### [DOCUMENT SEGMENT]
Introduction
After wiring agents to warehouses, OLTP systems, and streams, the next operational bottleneck is trust: catching bad data before it hits dashboards, models, and downstream apps. This article delivers an end-to-end Data Quality & Lineage Incident Response Agent that consumes test results from your quality framework (e.g., dbt tests, Great Expectations, Deequ), correlates failures with lineage, estimates impact, and executes bounded actions—quarantine, backfill, revert, or notify—only when it has a verifiable receipt.

### [WHAT IS ASKED]
a) In the data quality agent introduction, restate the passage between "Introduction" and "a verifiable receipt.", inclusive, substituting "constraint" for "bottleneck".
b) Answer these questions using the data quality agent introduction:
(i) What does the introduction name as the next operational bottleneck?
(ii) Which quality frameworks does it give as examples?
(iii) Which bounded actions can the agent execute?

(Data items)
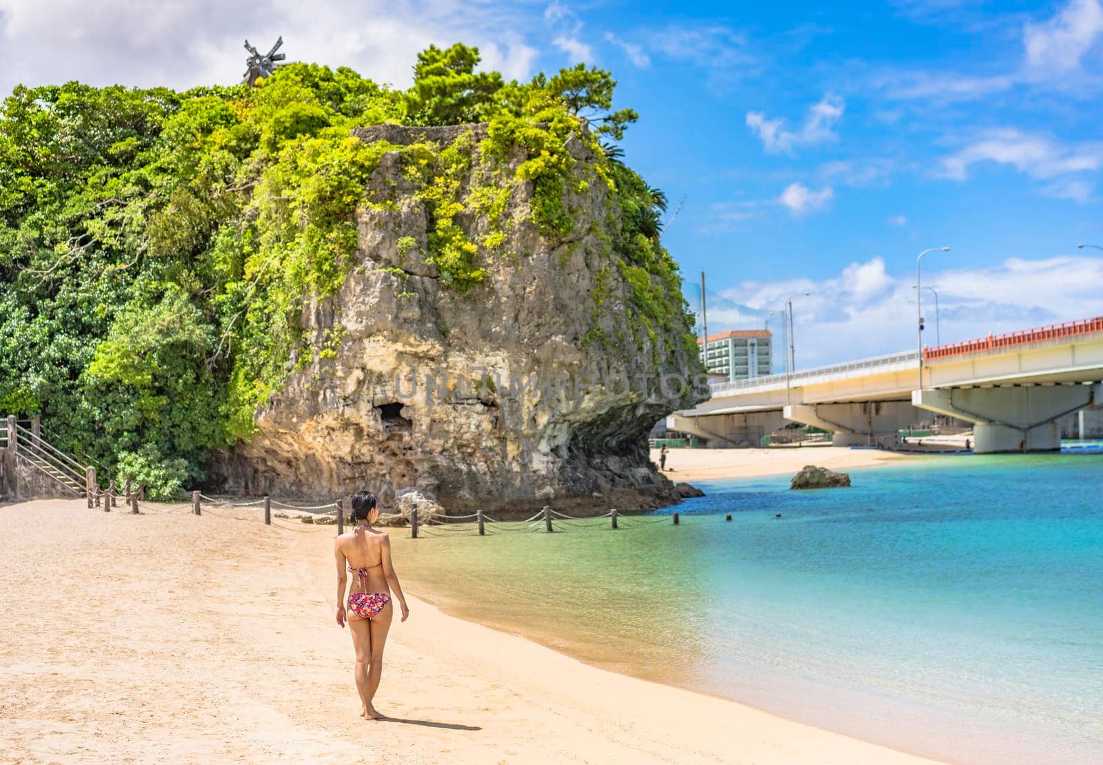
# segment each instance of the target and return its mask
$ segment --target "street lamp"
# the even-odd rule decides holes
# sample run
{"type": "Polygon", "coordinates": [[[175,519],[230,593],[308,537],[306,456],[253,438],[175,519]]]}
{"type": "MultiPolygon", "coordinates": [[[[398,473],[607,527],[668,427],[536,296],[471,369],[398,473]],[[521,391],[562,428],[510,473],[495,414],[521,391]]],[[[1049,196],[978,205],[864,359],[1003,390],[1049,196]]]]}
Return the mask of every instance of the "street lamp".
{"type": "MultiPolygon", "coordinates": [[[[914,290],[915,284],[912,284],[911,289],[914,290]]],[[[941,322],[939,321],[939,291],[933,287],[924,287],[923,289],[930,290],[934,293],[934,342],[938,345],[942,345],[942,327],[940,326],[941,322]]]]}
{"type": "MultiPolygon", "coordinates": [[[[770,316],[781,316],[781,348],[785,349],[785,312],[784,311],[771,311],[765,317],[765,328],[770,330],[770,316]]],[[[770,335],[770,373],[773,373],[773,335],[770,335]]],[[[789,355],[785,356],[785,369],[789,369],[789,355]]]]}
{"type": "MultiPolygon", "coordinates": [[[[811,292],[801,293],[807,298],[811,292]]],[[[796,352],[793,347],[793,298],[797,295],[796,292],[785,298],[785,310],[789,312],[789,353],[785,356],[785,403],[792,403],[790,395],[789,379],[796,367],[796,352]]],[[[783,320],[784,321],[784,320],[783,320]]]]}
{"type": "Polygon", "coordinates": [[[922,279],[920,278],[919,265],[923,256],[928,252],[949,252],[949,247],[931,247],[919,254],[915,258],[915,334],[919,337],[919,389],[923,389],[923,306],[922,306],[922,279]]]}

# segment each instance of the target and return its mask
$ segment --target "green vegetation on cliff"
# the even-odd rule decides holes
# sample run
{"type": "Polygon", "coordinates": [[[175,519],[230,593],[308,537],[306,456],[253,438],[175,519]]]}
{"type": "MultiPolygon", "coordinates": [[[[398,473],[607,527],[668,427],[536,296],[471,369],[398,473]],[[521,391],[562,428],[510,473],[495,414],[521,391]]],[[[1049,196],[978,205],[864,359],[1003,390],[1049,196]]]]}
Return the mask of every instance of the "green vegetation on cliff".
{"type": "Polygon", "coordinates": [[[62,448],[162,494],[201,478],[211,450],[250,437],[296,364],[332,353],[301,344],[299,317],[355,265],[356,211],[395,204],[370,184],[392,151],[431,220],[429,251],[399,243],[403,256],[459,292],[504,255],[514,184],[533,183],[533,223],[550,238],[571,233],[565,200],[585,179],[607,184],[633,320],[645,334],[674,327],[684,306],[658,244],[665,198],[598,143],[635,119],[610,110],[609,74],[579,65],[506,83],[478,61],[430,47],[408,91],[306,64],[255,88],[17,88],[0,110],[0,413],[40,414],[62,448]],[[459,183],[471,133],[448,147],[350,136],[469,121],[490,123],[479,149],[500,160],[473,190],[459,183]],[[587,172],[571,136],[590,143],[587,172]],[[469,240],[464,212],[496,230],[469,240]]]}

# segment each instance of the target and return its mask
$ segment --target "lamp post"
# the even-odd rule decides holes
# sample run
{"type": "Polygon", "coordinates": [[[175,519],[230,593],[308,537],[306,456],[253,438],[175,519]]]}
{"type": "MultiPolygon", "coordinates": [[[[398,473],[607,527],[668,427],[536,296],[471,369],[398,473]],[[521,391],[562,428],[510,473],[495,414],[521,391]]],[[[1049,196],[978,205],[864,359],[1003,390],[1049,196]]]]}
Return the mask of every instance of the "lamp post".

### [RESULTS FOR THE EXERCISE]
a)
Introduction
After wiring agents to warehouses, OLTP systems, and streams, the next operational constraint is trust: catching bad data before it hits dashboards, models, and downstream apps. This article delivers an end-to-end Data Quality & Lineage Incident Response Agent that consumes test results from your quality framework (e.g., dbt tests, Great Expectations, Deequ), correlates failures with lineage, estimates impact, and executes bounded actions—quarantine, backfill, revert, or notify—only when it has a verifiable receipt.

b)
(i) Trust: catching bad data before it hits dashboards, models, and downstream apps.
(ii) dbt tests, Great Expectations, and Deequ.
(iii) Quarantine, backfill, revert, or notify, and only when it has a verifiable receipt.